■ **How to complete this task**: Below are records; work out how many of their lines contain the word "bank" and reply with the number only.

■ **Saved entries**:

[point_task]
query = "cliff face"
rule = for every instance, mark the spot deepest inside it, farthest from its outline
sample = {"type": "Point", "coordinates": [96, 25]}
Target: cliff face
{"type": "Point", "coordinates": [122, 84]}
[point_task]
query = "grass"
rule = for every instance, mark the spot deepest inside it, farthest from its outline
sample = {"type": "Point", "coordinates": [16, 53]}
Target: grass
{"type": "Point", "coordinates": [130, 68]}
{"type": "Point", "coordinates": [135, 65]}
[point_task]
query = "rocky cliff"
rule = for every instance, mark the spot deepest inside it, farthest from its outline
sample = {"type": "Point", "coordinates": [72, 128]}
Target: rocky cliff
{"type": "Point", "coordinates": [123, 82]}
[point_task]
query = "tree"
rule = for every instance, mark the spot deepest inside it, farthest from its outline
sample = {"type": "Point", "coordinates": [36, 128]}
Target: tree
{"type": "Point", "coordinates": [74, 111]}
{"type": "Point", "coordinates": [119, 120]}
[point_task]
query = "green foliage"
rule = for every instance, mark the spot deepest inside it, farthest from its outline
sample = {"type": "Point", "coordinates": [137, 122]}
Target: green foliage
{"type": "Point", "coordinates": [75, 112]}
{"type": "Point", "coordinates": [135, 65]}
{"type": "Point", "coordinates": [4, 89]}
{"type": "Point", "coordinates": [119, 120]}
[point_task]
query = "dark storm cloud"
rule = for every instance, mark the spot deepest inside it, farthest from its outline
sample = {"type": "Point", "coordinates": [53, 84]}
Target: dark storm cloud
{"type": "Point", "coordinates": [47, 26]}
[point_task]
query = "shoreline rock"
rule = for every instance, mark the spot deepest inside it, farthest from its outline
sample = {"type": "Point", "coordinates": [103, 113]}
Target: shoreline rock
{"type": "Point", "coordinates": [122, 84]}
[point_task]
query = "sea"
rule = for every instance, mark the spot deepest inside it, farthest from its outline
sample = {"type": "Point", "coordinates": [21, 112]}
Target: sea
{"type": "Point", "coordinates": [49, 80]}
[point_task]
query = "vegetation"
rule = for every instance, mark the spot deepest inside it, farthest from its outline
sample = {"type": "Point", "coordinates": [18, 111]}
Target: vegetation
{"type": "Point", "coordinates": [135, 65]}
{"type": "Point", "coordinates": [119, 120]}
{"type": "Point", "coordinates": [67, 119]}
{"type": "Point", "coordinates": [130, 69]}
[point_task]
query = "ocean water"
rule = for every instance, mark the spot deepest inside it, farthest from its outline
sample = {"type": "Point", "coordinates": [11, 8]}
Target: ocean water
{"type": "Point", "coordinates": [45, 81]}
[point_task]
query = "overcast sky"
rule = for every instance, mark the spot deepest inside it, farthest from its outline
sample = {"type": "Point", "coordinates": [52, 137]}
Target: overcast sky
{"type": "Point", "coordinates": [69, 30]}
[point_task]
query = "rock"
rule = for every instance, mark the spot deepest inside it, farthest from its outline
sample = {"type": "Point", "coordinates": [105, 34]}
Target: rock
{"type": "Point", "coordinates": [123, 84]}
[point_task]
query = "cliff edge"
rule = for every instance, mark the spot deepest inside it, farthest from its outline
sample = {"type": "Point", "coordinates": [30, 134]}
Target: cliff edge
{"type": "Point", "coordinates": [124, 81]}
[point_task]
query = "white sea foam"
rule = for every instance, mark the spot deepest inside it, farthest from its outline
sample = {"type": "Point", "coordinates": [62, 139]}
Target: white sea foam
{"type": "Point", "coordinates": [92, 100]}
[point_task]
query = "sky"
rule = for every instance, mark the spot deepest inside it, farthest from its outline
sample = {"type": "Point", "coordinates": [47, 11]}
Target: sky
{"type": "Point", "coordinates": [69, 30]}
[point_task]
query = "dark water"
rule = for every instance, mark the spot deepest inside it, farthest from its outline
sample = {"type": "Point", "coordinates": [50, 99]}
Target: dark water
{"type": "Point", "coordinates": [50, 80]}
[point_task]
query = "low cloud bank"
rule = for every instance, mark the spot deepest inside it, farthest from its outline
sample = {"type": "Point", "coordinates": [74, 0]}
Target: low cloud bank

■ **Result of this task**: 2